## Task to complete
Repeat word for word the line with "of the whitecap" and every line after it until the records below run out.

[Point annotation dataset records]
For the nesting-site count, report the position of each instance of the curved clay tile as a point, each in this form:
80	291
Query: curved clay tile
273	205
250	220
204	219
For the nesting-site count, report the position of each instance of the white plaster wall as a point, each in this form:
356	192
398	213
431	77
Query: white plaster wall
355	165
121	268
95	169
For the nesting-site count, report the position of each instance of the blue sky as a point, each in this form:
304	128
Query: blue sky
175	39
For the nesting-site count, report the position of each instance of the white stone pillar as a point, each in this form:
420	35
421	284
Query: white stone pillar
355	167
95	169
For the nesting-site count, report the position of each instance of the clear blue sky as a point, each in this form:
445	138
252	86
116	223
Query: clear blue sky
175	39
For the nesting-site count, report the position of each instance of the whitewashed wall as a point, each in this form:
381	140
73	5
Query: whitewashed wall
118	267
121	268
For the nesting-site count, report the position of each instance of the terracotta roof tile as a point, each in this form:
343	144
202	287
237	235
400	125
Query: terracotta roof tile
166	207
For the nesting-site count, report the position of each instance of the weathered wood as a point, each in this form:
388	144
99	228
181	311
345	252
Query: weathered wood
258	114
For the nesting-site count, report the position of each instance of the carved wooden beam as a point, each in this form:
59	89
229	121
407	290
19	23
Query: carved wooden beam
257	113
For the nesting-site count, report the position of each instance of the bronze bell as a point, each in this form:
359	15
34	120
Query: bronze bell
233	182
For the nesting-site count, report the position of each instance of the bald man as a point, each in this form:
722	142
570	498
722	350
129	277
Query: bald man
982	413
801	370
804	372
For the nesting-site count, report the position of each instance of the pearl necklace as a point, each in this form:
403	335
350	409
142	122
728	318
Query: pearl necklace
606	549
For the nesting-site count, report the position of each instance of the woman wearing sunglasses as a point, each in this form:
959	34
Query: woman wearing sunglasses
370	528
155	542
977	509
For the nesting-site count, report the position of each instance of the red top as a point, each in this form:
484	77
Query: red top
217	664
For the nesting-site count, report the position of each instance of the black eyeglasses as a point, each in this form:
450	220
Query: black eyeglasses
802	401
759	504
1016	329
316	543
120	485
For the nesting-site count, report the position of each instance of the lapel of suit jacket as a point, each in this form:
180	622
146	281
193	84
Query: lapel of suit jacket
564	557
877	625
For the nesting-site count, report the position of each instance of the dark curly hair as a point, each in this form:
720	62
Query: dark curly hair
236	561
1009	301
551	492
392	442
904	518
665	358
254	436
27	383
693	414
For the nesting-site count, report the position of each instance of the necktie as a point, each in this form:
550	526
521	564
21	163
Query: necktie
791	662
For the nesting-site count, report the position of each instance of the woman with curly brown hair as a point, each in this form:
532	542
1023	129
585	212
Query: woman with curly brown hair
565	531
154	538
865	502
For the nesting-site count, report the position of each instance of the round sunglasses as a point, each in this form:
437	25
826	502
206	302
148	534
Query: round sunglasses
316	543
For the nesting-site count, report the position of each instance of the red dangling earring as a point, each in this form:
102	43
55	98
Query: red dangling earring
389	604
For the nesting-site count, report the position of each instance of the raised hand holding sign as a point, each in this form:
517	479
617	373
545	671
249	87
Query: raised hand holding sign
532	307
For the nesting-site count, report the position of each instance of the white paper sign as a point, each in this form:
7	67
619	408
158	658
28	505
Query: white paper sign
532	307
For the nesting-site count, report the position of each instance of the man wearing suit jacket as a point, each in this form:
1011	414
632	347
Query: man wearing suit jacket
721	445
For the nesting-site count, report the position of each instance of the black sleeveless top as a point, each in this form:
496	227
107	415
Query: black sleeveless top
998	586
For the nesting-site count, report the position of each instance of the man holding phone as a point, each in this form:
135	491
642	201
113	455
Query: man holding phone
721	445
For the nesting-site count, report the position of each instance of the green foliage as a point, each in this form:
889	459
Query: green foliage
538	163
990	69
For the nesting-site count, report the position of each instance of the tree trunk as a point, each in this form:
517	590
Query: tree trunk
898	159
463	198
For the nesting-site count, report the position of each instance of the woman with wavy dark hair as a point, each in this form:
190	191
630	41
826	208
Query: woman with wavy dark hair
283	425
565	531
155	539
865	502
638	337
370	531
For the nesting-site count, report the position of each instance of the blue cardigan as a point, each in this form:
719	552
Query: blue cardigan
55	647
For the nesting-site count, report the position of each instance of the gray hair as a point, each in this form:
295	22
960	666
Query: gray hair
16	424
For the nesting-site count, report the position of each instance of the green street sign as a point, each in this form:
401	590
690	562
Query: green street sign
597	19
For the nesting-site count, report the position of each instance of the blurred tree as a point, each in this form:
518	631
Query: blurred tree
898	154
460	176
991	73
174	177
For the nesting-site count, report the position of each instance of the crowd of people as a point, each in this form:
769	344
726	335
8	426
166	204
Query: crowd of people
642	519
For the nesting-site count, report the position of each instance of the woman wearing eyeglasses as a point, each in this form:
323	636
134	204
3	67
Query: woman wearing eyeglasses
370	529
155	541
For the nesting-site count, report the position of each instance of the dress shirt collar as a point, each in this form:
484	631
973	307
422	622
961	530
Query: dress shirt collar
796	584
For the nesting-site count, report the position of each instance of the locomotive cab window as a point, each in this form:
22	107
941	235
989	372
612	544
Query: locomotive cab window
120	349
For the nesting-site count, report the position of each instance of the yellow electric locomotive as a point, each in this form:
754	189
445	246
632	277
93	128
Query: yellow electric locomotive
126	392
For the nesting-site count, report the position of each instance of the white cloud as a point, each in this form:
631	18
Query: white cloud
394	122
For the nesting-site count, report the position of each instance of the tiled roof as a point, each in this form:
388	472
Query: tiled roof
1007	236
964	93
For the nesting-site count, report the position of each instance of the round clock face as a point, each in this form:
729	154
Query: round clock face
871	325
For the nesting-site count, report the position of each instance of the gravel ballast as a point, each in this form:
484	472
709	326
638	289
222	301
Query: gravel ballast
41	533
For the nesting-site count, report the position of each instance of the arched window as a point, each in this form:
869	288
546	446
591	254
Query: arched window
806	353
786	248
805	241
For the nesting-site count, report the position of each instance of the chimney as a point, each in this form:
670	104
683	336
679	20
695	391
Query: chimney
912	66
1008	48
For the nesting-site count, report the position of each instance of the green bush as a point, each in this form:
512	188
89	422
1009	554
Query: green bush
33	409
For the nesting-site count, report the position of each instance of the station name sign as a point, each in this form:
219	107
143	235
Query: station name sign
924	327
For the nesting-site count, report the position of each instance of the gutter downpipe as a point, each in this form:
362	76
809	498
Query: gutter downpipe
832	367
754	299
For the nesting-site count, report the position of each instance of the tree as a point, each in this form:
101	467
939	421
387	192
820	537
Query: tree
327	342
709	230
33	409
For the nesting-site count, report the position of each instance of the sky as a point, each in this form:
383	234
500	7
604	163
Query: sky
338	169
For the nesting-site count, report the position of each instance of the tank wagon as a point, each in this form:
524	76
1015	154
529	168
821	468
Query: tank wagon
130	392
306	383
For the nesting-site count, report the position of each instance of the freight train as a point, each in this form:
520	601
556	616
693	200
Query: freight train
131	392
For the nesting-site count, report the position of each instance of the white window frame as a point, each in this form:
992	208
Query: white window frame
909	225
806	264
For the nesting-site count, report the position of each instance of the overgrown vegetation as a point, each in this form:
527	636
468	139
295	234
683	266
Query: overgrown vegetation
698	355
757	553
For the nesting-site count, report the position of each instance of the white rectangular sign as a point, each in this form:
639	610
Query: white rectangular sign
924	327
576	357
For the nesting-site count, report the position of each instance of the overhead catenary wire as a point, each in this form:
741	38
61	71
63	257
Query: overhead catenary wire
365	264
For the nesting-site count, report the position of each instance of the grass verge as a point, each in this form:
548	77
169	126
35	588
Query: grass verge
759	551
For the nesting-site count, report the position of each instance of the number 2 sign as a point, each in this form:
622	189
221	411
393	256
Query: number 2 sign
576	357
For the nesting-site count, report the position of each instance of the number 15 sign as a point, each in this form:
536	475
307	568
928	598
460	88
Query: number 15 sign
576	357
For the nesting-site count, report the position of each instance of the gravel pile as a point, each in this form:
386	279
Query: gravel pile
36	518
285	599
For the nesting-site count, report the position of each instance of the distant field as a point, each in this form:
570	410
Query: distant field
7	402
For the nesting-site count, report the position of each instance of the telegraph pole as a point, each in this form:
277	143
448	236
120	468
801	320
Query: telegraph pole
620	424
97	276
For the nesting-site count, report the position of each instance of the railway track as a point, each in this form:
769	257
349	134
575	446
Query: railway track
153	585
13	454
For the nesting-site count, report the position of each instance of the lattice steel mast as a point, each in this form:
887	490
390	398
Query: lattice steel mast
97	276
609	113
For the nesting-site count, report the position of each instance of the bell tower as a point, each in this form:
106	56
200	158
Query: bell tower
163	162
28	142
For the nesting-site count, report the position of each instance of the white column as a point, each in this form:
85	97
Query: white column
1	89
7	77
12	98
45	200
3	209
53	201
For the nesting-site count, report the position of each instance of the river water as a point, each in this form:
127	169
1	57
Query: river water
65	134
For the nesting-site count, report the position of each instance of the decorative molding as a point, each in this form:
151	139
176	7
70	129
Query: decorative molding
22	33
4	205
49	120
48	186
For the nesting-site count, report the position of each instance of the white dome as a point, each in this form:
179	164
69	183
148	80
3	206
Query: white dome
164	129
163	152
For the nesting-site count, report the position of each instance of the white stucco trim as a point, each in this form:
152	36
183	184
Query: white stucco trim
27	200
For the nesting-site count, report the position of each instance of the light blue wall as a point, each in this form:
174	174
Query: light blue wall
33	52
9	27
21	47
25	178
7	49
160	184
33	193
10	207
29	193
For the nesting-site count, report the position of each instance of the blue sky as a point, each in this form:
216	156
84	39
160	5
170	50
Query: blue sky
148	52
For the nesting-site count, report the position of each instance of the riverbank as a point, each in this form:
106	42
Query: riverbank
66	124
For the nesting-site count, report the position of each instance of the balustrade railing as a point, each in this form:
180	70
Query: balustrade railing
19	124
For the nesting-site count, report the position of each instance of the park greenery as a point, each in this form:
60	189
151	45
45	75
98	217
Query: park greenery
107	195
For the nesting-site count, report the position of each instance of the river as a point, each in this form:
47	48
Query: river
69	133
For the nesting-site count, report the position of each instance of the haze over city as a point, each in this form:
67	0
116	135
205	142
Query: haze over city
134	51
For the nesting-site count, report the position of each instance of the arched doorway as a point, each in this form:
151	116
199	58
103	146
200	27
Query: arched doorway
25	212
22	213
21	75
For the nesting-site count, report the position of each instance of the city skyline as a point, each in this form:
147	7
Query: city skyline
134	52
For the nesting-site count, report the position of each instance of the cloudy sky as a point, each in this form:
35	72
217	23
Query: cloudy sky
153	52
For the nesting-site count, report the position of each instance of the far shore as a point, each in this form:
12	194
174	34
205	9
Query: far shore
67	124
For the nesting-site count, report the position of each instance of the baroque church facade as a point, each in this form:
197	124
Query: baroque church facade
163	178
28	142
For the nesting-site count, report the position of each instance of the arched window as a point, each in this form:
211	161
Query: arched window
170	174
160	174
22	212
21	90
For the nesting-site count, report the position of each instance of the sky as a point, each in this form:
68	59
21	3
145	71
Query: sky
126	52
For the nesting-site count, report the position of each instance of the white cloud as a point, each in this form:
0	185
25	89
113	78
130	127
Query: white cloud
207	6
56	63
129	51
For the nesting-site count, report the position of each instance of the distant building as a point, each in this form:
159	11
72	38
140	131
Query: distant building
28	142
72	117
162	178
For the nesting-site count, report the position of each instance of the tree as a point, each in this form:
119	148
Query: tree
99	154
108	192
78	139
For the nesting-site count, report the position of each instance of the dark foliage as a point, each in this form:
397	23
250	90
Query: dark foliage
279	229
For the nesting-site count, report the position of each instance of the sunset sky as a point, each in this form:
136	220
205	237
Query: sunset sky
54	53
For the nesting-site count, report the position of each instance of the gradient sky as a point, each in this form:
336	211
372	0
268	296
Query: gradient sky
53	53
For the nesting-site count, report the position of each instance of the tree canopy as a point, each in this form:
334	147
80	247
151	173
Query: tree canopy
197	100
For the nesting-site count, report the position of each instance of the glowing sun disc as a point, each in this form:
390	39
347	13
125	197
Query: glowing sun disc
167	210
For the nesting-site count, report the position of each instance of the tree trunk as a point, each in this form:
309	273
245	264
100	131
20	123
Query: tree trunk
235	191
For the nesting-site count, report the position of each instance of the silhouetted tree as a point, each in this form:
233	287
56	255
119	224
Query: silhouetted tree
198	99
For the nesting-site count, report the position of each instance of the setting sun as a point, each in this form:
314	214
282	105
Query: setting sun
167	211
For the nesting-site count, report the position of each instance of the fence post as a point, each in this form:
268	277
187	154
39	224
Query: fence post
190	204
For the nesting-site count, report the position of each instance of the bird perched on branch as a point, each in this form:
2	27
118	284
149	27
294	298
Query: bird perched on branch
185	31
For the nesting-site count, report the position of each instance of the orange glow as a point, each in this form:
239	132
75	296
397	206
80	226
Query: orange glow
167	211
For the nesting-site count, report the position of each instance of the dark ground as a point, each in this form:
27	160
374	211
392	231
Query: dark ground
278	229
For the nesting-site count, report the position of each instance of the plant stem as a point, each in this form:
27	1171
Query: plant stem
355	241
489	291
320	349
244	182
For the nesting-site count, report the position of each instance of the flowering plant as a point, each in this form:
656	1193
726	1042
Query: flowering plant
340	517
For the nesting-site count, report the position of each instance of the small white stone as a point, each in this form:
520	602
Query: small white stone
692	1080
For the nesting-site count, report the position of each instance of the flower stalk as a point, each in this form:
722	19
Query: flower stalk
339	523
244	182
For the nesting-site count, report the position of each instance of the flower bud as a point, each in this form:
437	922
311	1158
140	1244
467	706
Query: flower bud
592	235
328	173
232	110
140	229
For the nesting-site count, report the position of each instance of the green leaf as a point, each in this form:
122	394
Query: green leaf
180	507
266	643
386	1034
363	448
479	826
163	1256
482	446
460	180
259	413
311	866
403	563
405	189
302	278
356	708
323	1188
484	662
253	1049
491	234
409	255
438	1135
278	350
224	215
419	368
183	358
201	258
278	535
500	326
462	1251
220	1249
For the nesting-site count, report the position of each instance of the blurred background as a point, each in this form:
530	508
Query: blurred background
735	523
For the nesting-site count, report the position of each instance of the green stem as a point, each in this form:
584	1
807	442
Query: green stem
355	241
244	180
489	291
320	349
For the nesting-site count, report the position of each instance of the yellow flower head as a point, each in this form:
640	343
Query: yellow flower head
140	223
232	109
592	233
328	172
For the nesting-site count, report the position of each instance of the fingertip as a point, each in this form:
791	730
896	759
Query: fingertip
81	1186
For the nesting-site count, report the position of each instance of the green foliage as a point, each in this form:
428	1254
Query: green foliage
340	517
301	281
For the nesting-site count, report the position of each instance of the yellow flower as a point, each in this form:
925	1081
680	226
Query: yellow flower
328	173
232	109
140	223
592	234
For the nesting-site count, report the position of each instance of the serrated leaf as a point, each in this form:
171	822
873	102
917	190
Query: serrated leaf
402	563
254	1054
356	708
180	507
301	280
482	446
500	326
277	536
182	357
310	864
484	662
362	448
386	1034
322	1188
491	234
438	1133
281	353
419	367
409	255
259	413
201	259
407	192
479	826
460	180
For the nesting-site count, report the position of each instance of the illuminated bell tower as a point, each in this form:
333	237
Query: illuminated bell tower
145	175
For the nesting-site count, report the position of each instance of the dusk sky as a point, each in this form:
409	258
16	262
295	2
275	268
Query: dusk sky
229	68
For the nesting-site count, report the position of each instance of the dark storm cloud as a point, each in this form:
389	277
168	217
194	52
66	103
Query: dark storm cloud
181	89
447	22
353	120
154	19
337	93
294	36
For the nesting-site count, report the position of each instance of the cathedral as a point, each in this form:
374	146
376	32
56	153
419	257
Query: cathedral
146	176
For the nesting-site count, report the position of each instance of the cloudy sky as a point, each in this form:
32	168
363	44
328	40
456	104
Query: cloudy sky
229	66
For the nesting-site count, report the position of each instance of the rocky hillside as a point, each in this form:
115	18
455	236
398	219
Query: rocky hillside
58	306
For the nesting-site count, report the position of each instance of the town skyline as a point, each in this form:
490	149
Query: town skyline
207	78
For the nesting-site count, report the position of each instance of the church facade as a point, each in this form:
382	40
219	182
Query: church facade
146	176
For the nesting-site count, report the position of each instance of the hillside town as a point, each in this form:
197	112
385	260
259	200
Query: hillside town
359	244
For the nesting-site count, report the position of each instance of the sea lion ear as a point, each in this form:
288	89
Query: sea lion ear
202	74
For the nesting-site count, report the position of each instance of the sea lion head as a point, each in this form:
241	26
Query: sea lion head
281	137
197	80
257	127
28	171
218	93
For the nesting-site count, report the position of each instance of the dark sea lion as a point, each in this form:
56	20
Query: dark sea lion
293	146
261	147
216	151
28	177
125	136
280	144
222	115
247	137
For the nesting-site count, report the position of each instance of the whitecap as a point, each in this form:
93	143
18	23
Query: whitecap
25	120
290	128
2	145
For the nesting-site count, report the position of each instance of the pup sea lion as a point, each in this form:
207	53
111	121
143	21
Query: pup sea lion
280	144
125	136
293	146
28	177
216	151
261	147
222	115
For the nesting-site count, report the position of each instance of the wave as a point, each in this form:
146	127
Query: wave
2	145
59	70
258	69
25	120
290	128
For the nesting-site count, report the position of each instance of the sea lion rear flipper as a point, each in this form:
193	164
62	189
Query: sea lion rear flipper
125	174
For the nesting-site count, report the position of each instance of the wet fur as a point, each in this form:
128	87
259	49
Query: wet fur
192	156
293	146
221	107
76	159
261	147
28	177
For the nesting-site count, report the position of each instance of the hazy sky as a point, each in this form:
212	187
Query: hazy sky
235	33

## Completed task
For the nesting-site count, report the position of each instance of the whitecap as a point, each in this form:
93	143
18	23
Query: whitecap
25	120
290	128
2	145
For the nesting-site count, report the position of each instance of the pup sea lion as a point, each in this form:
207	53
111	121
143	21
Query: pup sea lion
280	144
125	136
293	146
28	177
216	151
261	147
222	115
For the nesting-site count, report the position of each instance of the wave as a point, each in this form:
146	127
Query: wave
2	145
59	70
258	69
25	120
290	128
For the nesting-site count, report the position of each instance of the sea lion rear flipper as a point, each in this form:
193	164
62	189
Query: sea lion rear flipper
125	174
For the nesting-site count, report the position of each instance of the wet fur as a point, each in this form:
128	87
259	49
Query: wet fur
192	156
293	146
221	107
76	159
261	147
28	177
For the nesting-site count, report the position of each instance of the hazy sky as a point, each in this form:
212	187
Query: hazy sky
235	33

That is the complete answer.